The third leg of this love triangle is Chris, a 20 year-old, ironic, self-deprecating history major who’s sure(r) of his sexual preferences—though he hasn’t yet gotten around to telling his friends or family he’s gay. L.A.-based Bryce Gerson is pitch-perfect in the role. He’s boyish and buff, and his insouciance has just the right edge of needling humor.
The way these three play cat-and-mouse, and the way it all ends up, keeps the audience intrigued for 80 minutes—and beyond.
Co-created by New York-based Drew Fornarola and now-Chicagoan Scott Elmegreen, both accomplished writers of plays and musicals, “Straight” was a New York Times Critics’ Pick when it ran Off Broadway in 2016. This is the play’s 16th production; it has already been translated into several languages (Spanish, German, French, Hebrew) for productions abroad. It has also been seen in cities representing the wide-ranging political spectrum in America: from Wesleyan College to Salt Lake City.
In his talkback after a weekend performance, playwright Fornarola said he gave permission for this cast to change a few lines and references, to accommodate the decision to make Ben and Emily black and Chris white. That adds a frisson of racial politics on top of the gender politics already confronted in the piece, which also begs the larger question: Can anyone find everything they want or need in just one person?
This production makes for an impressive and auspicious beginning for a new theater company (though the no-elevator, 3 flights up at the Tenth Avenue Arts Center may be daunting for some).

» Data section
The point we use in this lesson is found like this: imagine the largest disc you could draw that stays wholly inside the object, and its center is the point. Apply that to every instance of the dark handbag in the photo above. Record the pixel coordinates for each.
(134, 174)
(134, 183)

» Challenge 1
List every language that the review says the play has been translated into for productions abroad.
» Challenge 2
Reproduce the passage of the review from "In his talkback" up to and including "daunting for some).".

» Full output 1
Spanish, German, French, Hebrew

» Full output 2
In his talkback after a weekend performance, playwright Fornarola said he gave permission for this cast to change a few lines and references, to accommodate the decision to make Ben and Emily black and Chris white. That adds a frisson of racial politics on top of the gender politics already confronted in the piece, which also begs the larger question: Can anyone find everything they want or need in just one person?
This production makes for an impressive and auspicious beginning for a new theater company (though the no-elevator, 3 flights up at the Tenth Avenue Arts Center may be daunting for some).